Without the images, reproduce each line of the material exactly.

────────

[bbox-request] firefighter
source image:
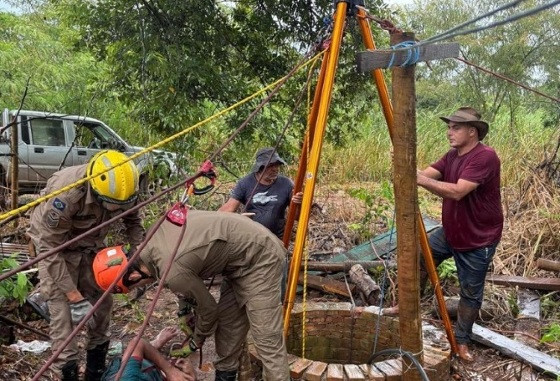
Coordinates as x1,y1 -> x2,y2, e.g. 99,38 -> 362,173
93,211 -> 290,381
27,150 -> 145,380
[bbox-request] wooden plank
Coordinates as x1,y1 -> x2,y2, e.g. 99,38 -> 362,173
361,364 -> 385,381
300,260 -> 396,272
290,358 -> 313,379
298,273 -> 355,298
486,274 -> 560,291
344,364 -> 365,380
472,323 -> 560,376
304,361 -> 328,381
537,258 -> 560,272
374,360 -> 401,380
356,42 -> 460,72
326,364 -> 344,381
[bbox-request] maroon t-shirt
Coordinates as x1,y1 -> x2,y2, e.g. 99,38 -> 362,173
431,143 -> 503,251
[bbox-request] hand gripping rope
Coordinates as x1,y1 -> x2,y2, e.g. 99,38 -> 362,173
166,160 -> 217,226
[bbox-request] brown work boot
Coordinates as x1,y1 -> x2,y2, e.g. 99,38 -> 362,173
456,344 -> 474,362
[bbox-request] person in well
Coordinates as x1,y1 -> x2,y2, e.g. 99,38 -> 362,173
93,211 -> 290,381
27,150 -> 145,380
101,326 -> 195,381
417,107 -> 503,362
218,147 -> 302,239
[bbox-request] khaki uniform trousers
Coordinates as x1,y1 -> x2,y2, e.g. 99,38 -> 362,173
39,250 -> 112,374
214,280 -> 289,381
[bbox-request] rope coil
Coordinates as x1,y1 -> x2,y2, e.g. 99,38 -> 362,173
387,41 -> 420,68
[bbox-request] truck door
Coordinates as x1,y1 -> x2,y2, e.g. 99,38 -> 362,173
26,117 -> 73,184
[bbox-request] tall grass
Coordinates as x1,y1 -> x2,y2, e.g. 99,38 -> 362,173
319,107 -> 558,190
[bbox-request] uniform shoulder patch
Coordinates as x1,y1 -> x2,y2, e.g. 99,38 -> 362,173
46,210 -> 60,228
52,198 -> 66,211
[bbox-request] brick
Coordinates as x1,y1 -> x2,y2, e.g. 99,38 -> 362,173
303,361 -> 328,381
344,364 -> 366,380
291,358 -> 313,379
326,364 -> 344,381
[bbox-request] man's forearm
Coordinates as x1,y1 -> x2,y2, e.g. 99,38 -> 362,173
417,175 -> 463,200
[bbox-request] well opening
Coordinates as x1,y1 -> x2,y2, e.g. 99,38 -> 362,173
287,302 -> 399,364
277,302 -> 451,380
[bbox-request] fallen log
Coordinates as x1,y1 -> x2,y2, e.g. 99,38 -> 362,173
486,274 -> 560,291
472,324 -> 560,377
297,273 -> 355,298
536,258 -> 560,273
348,264 -> 380,305
299,260 -> 396,273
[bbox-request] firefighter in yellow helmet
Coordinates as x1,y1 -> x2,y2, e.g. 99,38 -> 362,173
27,150 -> 145,381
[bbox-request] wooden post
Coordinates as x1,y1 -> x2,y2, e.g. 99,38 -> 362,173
10,115 -> 18,221
356,34 -> 460,358
391,31 -> 423,381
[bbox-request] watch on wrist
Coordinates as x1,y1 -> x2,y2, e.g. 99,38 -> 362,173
188,338 -> 199,351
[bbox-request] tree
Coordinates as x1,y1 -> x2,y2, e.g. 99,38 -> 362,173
398,0 -> 560,122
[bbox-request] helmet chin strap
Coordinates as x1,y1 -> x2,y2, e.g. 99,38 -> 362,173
122,264 -> 152,288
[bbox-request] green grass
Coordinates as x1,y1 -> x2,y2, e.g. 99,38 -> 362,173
319,107 -> 558,190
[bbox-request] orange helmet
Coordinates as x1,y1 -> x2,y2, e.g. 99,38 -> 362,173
93,245 -> 152,294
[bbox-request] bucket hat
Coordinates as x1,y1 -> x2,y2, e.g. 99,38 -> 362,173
440,107 -> 489,140
252,147 -> 287,173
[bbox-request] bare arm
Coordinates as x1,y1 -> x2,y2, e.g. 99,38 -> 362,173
218,198 -> 241,212
133,340 -> 194,381
417,167 -> 478,201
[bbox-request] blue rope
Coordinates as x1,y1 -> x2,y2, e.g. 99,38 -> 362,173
387,41 -> 420,68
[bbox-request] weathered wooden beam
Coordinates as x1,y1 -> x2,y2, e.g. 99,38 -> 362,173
472,324 -> 560,376
536,258 -> 560,272
486,274 -> 560,291
297,273 -> 355,298
391,31 -> 424,381
356,42 -> 460,72
300,260 -> 396,273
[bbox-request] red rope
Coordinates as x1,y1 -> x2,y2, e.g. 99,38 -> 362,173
456,56 -> 560,104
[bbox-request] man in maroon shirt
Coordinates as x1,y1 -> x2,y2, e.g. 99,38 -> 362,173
417,107 -> 503,362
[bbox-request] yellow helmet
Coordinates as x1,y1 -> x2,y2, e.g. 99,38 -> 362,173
87,150 -> 139,204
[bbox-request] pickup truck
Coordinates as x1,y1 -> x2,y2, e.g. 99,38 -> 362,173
0,109 -> 177,194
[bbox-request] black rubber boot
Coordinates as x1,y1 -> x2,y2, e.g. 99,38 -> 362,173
84,341 -> 109,381
456,299 -> 480,341
215,369 -> 238,381
61,360 -> 79,381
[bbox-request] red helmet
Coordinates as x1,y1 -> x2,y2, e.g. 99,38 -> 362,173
93,246 -> 132,294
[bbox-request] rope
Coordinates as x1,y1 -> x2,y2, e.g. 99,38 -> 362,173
26,52 -> 326,380
387,41 -> 420,68
301,239 -> 309,359
422,0 -> 528,44
456,56 -> 560,104
114,217 -> 188,380
354,5 -> 403,35
0,51 -> 324,223
242,53 -> 321,213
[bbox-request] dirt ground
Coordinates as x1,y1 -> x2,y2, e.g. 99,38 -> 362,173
0,185 -> 558,380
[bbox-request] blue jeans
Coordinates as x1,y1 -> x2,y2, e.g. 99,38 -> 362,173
427,228 -> 497,344
428,227 -> 497,309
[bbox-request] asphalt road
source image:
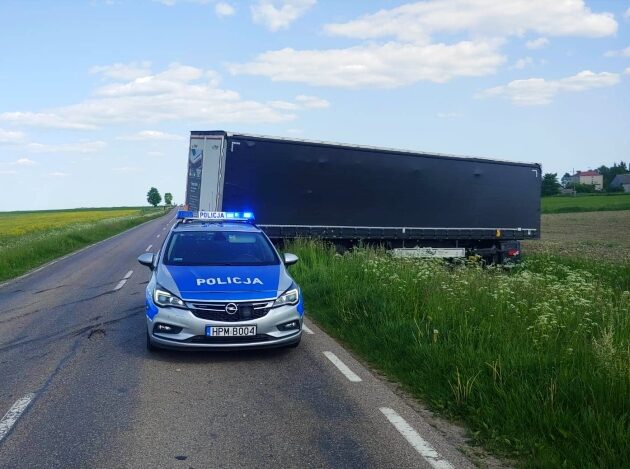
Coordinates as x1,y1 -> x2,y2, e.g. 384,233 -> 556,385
0,213 -> 475,469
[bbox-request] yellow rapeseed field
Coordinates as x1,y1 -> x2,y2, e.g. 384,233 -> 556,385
0,207 -> 165,281
0,208 -> 141,239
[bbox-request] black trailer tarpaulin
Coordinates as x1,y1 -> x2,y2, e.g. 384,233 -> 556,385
189,131 -> 541,243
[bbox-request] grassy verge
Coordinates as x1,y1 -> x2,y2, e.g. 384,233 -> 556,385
289,240 -> 630,467
542,193 -> 630,214
0,207 -> 167,282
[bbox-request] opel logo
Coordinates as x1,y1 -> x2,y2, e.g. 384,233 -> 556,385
225,303 -> 238,315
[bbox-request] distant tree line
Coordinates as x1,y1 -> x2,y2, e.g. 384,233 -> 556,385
146,187 -> 174,207
597,162 -> 628,190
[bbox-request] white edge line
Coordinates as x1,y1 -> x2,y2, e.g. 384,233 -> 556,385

────────

* Reply to the task *
[bbox-request] firefighter
source image:
Coordinates as x1,y1 -> x2,y2, e.g. 99,38 -> 362,173
93,211 -> 290,381
27,150 -> 145,380
[bbox-request] wooden plank
Coordinates as x1,y1 -> x2,y2, e.g. 99,38 -> 362,173
361,364 -> 385,381
300,260 -> 396,272
290,358 -> 313,379
298,273 -> 355,298
486,274 -> 560,291
344,364 -> 365,380
472,323 -> 560,376
304,361 -> 328,381
537,258 -> 560,272
374,360 -> 401,380
356,42 -> 460,72
326,364 -> 344,381
[bbox-request] maroon t-shirt
Coordinates as x1,y1 -> x2,y2, e.g. 99,38 -> 362,173
431,143 -> 503,251
[bbox-request] hand gripping rope
Coordinates as x1,y1 -> x2,y2, e.g. 99,38 -> 362,173
166,160 -> 217,226
[bbox-request] brown work boot
Coordinates as x1,y1 -> x2,y2, e.g. 99,38 -> 362,173
456,344 -> 474,362
[bbox-request] person in well
Coordinates as x1,y1 -> x2,y2, e.g. 99,38 -> 362,173
93,211 -> 290,381
27,150 -> 145,380
101,326 -> 195,381
417,107 -> 503,362
218,147 -> 302,239
[bbox-request] khaki uniform trousers
Coordinates as x1,y1 -> x2,y2, e.g. 99,38 -> 362,173
39,250 -> 112,374
214,280 -> 289,381
[bbox-request] rope coil
Coordinates as x1,y1 -> x2,y2, e.g. 99,38 -> 362,173
387,41 -> 420,68
[bbox-request] truck door
Coordinates as x1,y1 -> x2,y2, e.g. 99,38 -> 362,173
26,117 -> 73,184
[bbox-request] tall grass
Coordinates as x1,y1 -> x2,y2, e.g. 99,38 -> 362,173
319,107 -> 558,190
[bbox-request] uniform shoulder patch
Coordinates as x1,y1 -> x2,y2, e.g. 99,38 -> 362,173
46,210 -> 60,228
52,198 -> 66,211
[bbox-request] brick
Coordinates as x1,y1 -> x2,y2, e.g. 99,38 -> 362,173
303,361 -> 328,381
344,364 -> 366,380
291,358 -> 313,379
326,364 -> 344,381
[bbox-request] man's forearm
Coordinates as x1,y1 -> x2,y2, e.g. 99,38 -> 362,173
417,175 -> 463,200
[bbox-request] well opening
Coordinates as x1,y1 -> x2,y2, e.g. 99,38 -> 362,173
287,302 -> 399,364
277,302 -> 451,380
[bbox-request] fallen log
Coordinates as x1,y1 -> x2,y2, e.g. 99,38 -> 362,173
486,274 -> 560,291
472,324 -> 560,377
297,273 -> 355,298
536,258 -> 560,273
348,264 -> 380,305
299,260 -> 396,273
[bbox-request] firefighter in yellow helmet
Coordinates as x1,y1 -> x2,y2, e.g. 99,38 -> 362,173
27,150 -> 145,381
[bbox-request] wooden post
Coordinates as x1,y1 -> x2,y2, e.g. 99,38 -> 362,173
10,115 -> 18,221
356,34 -> 460,358
391,31 -> 423,381
[bbox-request] watch on wrist
Coordinates as x1,y1 -> x2,y2, e.g. 99,38 -> 362,173
188,338 -> 199,351
[bbox-request] tree
Coordinates as x1,y1 -> x2,y2, e.g. 99,38 -> 362,173
398,0 -> 560,122
[bbox-request] helmet chin strap
Coordinates as x1,y1 -> x2,y2, e.g. 99,38 -> 362,173
122,264 -> 152,288
[bbox-request] green grass
Coordinates as x1,y1 -> x2,y2, e.g. 99,38 -> 362,173
319,107 -> 558,190
[bbox-request] orange helmet
Coordinates as x1,y1 -> x2,y2, e.g. 99,38 -> 362,173
93,245 -> 152,294
[bbox-request] bucket hat
Coordinates as x1,y1 -> x2,y2, e.g. 99,38 -> 362,173
440,107 -> 489,140
252,147 -> 287,173
[bbox-request] bare arm
Coordinates as x1,y1 -> x2,y2, e.g. 99,38 -> 362,173
218,198 -> 241,212
133,340 -> 194,381
417,167 -> 478,201
[bbox-request] blue rope
Coordinates as x1,y1 -> x2,y2, e.g. 99,38 -> 362,173
387,41 -> 420,68
[bbox-request] weathered wooden beam
Coordinates as x1,y1 -> x2,y2, e.g. 99,38 -> 362,173
472,324 -> 560,376
536,258 -> 560,272
486,274 -> 560,291
297,273 -> 355,298
391,31 -> 424,381
356,42 -> 460,72
300,260 -> 396,273
[bbox-request] red rope
Coordinates as x1,y1 -> x2,y2, e.g. 99,38 -> 362,173
456,56 -> 560,104
[bbox-request] man in maroon shirt
Coordinates as x1,y1 -> x2,y2, e.g. 99,38 -> 362,173
417,107 -> 503,362
[bbox-request] yellow helmet
Coordinates as x1,y1 -> x2,y2, e.g. 99,38 -> 362,173
87,150 -> 139,204
[bbox-request] pickup truck
Coordinates as x1,y1 -> x2,y2, e.g. 99,38 -> 362,173
0,109 -> 177,194
[bbox-request] black rubber boot
Coordinates as x1,y1 -> x2,y2, e.g. 99,38 -> 362,173
84,341 -> 109,381
456,299 -> 480,341
215,369 -> 238,381
61,360 -> 79,381
[bbox-request] red helmet
Coordinates as x1,y1 -> x2,y2, e.g. 99,38 -> 362,173
93,246 -> 132,294
[bbox-request] rope
Coordinates as x1,y1 -> x2,y2, e.g. 99,38 -> 362,173
26,52 -> 326,380
387,41 -> 420,68
301,239 -> 309,359
422,0 -> 528,44
456,56 -> 560,104
114,217 -> 188,380
354,5 -> 403,35
0,51 -> 324,223
242,53 -> 321,213
[bbox-request] dirt ground
Coordinates as x1,y1 -> x2,y2, e.g. 99,38 -> 362,173
0,185 -> 558,380
[bbox-request] blue jeans
Coordinates as x1,y1 -> x2,y2, e.g. 99,38 -> 362,173
427,228 -> 497,344
428,227 -> 497,309
[bbox-request] asphalt road
source image:
Coordinates as x1,y1 -> x2,y2, e.g. 384,233 -> 556,385
0,213 -> 475,469
[bbox-request] yellow rapeseed field
Coordinates as x1,y1 -> x2,y2, e.g. 384,233 -> 556,385
0,207 -> 165,281
0,208 -> 141,239
[bbox-request] black trailer tarpaulin
Coordinates as x1,y1 -> x2,y2, e.g. 384,233 -> 556,385
189,131 -> 541,243
[bbox-request] grassy verge
Coordinates as x1,y1 -> x2,y2, e.g. 384,233 -> 556,385
289,240 -> 630,467
542,193 -> 630,214
0,207 -> 167,282
[bbox-request] opel logo
Coordinates as x1,y1 -> x2,y2, e.g. 384,233 -> 556,385
225,303 -> 238,315
[bbox-request] distant tree line
Coordinates as x1,y1 -> x2,y2, e.g. 384,233 -> 556,385
146,187 -> 174,207
597,162 -> 628,190
[bbox-request] white edge line
Coordinates as x1,y1 -> x2,y2, e.g. 384,233 -> 556,385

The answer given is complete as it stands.